• [PROBLEM DESCRIPTION]: Reproduce every line of the entries below word for word, leaving out the pictures.

• [STORED ROWS]:
----
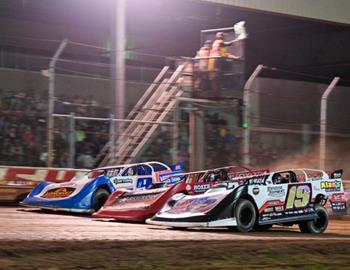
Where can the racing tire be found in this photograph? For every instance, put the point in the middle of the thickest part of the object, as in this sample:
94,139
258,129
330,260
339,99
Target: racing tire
263,228
100,197
245,213
317,225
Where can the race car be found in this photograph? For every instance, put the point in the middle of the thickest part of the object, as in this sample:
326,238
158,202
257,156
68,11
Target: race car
295,196
139,205
88,193
15,191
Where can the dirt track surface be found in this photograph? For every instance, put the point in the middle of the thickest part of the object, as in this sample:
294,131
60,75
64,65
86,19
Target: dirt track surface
36,225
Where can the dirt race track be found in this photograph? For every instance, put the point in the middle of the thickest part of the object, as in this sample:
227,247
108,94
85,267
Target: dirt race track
34,239
31,224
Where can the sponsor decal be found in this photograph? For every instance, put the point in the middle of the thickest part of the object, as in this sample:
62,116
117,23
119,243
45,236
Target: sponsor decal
331,185
201,188
58,193
38,174
276,191
137,198
298,196
248,174
314,175
256,191
113,172
195,205
123,181
337,175
338,206
256,181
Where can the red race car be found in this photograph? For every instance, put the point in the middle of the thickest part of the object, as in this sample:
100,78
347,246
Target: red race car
142,204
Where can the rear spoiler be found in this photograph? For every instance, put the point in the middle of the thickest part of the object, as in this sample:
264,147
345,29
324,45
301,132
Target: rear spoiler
178,167
336,174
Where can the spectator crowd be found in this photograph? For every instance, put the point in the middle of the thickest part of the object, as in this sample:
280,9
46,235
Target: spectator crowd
23,130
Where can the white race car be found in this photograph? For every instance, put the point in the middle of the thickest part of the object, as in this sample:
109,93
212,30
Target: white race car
295,196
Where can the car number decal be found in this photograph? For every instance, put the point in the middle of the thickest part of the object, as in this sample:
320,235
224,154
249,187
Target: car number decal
299,196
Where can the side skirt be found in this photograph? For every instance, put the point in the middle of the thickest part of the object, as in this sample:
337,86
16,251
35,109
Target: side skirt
289,219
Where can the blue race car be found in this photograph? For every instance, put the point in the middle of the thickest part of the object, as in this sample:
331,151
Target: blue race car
87,193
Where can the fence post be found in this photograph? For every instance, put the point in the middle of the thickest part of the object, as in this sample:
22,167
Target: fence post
323,122
51,105
72,140
112,139
246,114
176,132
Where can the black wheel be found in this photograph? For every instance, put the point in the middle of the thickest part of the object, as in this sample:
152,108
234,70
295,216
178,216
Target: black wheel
263,228
245,214
317,225
100,197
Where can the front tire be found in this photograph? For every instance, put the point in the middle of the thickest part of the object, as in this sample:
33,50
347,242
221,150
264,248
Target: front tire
100,197
245,214
317,225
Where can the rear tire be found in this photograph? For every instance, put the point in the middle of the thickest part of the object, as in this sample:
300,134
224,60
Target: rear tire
245,214
317,225
100,197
----
• [WRITTEN ANSWER]:
Where can the racing tire be found in this photograph? For every instance, put the point in the middle of the thickest part of the object, as in this sample:
94,139
258,129
330,260
339,99
Target: racing tire
263,228
100,197
245,213
317,225
Where can the race car be found in this photograph? For every instance, put the point in the middle of the thickest part of the object, as in this sample:
326,238
158,202
257,156
68,11
Target: race car
295,196
139,205
88,193
15,191
Where can the dirt track surface be found in this photograph? For every instance, put the point in the middle of the thickest part of the object, as in this sample:
294,131
60,75
64,65
86,19
Target: dirt track surface
36,225
Where can the dirt race track be found in this photograph? For every instance, put the point in the middle of the thickest part of the object, as in this sample:
227,247
108,94
85,267
Target: dirt race track
34,239
31,224
Where can the sponsor decal be found in this photograph? For every instance, put the point in the middle of the thickest part of the object, as in this sample:
62,116
117,23
119,243
45,236
Target: sponsor decal
331,185
201,188
58,193
38,174
276,191
137,198
298,196
248,174
314,175
256,191
113,172
195,205
123,181
337,175
338,206
256,181
Where can the red race car be found in this photograph? For every instance, put the point in the middle of the thickest part of the object, as in this sample:
100,78
347,246
Target: red race car
142,204
Where can the rear spoiler be found in this photograph? For every instance, put the point in the middle of the thickest part of the object, as in this sample:
264,147
345,29
324,45
301,132
Target: rear spoiler
178,167
336,174
Where can the spectator crowd be found in this photograph? For every instance, put the point in the middle of the thickest part of the object, as in this sample:
280,9
46,235
Target: spectator crowd
23,130
Where can the white race car be found in this photograph? For every instance, put the point in the middle of the thickest part of the object, as in this sample:
109,93
212,30
Target: white race car
295,196
Where can the car number decal be found in this photograph? For every instance, put the point in the middle of the thickest part of the object, as in this sample:
320,235
224,154
249,187
Target: car number decal
299,196
Where can the side skirt be found in this photograph? For every instance, put the point in the middle of the thickest part of the object, as in this sample:
337,86
16,251
35,109
Target: side skirt
289,219
Where can the blue race car be found in this photograph? For every instance, put the point in the middle of the thickest part of the object, as in this sample:
331,151
Target: blue race car
87,193
Where can the fence post be found in this photograph? For every instance, put the point in the middle of the thickest part of the object, as in this sample:
22,167
Target: fence post
323,122
51,105
72,140
112,139
246,114
176,132
Where can the black wheel be found in this photograph? For every instance, put the point in the middle of the thickest part of the object, as in this sample:
152,108
234,70
295,216
178,216
Target: black wheel
263,228
245,214
317,225
100,197
Where can the front tire be found in this photograph? For every instance, put the point in the middle of the thickest part of the object, as in this sample:
33,50
347,242
221,150
264,248
Target: front tire
100,197
245,214
317,225
Where can the rear tire be found in this photograph? For every instance, put the point in the middle of the thickest part of the object, as in this sample:
300,134
224,60
Target: rear tire
245,214
317,225
100,197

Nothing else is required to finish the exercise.